§ **EXERCISE**: Write out, exactly as they appear, only the lines running from the line with "Every instance of the snow on" to the final line of the listing; include both.

§ **SUPPLIED DATA**:

◆ ◆ ◆

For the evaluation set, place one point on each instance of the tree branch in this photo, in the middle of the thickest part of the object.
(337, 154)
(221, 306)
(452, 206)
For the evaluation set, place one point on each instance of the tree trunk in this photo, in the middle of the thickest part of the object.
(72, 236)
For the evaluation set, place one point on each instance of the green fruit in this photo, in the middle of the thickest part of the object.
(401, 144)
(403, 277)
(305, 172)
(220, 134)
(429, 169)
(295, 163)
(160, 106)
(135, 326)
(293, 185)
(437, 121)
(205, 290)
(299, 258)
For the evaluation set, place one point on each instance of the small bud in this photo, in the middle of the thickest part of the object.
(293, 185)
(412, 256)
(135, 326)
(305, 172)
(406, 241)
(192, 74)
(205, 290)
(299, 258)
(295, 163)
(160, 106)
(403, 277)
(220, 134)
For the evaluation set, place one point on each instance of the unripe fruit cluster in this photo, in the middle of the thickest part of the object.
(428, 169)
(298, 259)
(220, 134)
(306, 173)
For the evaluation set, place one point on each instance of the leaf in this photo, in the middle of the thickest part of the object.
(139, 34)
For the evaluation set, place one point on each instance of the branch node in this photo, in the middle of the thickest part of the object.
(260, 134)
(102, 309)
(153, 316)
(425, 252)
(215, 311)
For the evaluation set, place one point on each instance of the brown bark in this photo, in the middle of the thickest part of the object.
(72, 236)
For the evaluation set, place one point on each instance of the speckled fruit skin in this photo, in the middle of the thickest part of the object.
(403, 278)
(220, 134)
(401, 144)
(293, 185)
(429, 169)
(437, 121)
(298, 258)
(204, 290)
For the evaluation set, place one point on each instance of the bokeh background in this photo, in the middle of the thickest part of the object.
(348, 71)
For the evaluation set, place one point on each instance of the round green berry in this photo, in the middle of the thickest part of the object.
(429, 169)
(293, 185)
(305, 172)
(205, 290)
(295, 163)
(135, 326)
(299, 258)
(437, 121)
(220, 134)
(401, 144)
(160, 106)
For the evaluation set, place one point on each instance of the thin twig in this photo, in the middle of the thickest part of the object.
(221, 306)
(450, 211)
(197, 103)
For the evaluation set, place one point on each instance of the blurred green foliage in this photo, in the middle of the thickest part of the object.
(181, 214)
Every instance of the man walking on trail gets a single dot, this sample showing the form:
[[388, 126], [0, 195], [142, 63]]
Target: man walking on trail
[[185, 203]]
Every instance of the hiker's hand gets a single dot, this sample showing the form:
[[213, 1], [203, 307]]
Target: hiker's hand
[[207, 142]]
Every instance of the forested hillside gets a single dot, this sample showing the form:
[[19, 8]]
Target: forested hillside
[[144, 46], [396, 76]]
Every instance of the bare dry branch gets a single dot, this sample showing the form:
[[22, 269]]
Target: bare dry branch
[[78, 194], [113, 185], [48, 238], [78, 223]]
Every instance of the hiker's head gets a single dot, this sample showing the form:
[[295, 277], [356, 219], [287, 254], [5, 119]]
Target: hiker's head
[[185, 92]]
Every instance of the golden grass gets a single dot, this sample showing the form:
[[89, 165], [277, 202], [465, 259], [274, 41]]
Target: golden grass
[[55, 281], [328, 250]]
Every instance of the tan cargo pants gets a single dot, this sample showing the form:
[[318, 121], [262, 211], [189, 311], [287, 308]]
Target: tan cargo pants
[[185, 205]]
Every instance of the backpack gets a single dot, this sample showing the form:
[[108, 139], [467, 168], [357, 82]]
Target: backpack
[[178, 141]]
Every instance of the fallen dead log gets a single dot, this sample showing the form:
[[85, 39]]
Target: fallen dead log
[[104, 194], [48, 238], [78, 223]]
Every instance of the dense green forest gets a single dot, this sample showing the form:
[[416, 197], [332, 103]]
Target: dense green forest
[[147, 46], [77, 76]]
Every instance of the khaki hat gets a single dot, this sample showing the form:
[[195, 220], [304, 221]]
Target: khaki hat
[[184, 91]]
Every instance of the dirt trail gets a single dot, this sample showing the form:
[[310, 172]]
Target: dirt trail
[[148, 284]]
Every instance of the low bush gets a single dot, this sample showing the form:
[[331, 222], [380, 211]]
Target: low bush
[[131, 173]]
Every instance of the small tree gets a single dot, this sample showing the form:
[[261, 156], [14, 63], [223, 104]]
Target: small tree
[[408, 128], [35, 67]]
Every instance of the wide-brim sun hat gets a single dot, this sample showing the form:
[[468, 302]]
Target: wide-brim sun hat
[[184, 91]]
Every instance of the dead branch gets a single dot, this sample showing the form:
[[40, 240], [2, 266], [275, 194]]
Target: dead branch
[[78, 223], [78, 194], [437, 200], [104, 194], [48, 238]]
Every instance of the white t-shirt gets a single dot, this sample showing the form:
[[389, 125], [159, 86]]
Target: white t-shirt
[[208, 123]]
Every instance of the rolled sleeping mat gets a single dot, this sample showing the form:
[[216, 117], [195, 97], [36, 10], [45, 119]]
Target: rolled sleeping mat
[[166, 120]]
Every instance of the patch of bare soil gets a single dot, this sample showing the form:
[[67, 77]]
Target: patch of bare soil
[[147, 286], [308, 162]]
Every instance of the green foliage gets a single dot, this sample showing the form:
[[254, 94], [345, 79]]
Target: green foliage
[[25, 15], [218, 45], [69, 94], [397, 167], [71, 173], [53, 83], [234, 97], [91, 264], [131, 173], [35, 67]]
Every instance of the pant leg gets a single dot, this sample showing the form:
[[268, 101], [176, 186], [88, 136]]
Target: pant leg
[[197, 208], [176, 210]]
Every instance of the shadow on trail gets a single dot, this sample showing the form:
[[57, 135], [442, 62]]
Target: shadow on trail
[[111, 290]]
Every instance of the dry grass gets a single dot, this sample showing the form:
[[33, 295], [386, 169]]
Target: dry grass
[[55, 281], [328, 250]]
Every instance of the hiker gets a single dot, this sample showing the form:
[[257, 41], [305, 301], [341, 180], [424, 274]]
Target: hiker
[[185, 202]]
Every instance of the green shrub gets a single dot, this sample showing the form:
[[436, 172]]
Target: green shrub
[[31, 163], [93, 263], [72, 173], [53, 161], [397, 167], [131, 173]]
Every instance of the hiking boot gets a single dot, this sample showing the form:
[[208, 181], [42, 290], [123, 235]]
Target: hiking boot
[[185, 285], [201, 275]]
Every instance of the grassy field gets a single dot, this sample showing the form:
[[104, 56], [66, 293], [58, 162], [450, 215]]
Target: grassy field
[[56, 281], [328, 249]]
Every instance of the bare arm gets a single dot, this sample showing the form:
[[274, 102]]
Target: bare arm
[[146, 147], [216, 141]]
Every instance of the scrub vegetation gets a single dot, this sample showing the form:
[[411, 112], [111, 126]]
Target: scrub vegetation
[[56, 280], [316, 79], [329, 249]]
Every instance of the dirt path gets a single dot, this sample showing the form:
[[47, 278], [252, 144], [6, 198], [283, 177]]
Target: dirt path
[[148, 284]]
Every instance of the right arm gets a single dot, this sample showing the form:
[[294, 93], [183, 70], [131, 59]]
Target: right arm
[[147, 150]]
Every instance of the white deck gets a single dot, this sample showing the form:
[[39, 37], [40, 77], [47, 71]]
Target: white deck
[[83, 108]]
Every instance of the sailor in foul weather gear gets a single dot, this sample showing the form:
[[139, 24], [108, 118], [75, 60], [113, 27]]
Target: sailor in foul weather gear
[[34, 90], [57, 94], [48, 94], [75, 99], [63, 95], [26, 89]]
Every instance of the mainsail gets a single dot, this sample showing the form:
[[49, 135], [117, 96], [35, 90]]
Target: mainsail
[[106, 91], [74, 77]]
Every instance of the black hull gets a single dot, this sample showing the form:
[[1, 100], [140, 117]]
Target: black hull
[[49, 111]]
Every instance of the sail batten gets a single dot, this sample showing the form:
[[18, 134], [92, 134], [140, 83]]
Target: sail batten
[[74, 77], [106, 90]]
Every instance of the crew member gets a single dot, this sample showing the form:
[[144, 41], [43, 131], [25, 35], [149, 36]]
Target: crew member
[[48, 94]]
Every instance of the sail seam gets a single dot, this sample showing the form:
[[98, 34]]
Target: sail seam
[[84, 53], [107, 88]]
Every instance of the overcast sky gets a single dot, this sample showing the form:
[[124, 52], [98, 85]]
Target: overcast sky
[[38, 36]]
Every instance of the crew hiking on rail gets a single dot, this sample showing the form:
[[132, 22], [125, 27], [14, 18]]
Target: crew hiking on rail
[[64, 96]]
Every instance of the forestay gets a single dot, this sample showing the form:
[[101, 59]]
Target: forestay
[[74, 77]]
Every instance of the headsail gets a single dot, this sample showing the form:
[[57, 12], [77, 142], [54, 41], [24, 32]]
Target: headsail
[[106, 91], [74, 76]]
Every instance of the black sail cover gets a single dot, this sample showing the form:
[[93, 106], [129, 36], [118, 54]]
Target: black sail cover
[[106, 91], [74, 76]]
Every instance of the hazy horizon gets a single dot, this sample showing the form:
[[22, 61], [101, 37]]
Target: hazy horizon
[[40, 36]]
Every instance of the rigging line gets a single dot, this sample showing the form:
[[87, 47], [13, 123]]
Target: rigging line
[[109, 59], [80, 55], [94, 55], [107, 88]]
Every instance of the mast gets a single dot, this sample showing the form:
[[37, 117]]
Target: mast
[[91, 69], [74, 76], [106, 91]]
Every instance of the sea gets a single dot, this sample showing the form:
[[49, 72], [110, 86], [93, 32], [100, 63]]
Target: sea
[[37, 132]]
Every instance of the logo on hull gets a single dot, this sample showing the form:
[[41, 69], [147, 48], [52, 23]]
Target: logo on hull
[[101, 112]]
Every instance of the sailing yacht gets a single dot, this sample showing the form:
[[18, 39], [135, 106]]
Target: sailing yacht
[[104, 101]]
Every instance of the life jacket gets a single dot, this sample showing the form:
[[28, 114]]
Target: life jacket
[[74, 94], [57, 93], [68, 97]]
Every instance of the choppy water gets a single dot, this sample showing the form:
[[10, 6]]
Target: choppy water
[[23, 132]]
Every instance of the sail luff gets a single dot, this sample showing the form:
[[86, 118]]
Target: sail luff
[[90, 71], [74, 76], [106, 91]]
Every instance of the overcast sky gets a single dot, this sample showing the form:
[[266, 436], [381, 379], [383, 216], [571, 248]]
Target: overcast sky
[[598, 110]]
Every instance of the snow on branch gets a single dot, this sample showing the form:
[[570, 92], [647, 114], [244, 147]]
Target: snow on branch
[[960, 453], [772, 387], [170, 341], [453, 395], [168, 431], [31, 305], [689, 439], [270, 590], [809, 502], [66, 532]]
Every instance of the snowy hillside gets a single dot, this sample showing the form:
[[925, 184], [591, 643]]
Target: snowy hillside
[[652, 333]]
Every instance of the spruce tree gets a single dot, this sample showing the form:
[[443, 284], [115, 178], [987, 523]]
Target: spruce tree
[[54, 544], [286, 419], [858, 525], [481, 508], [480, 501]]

◆ ◆ ◆

§ **ANSWER TO THIS EXERCISE**:
Every instance of the snow on branch gets a single dot, this sample showing the form:
[[570, 92], [647, 114], [244, 147]]
Target: snow on branch
[[960, 453], [772, 387], [170, 341], [453, 395], [168, 431], [31, 305], [689, 439], [270, 590], [809, 502], [66, 532]]
Every instance of the snowy hillside gets a single dot, this sample showing the form:
[[925, 184], [591, 643]]
Target: snowy hillside
[[652, 333]]
Every instance of the spruce tree gets a single dot, this sample showing the form:
[[443, 284], [115, 178], [987, 523]]
Target: spruce tree
[[54, 544], [286, 419], [858, 525], [481, 508], [480, 501]]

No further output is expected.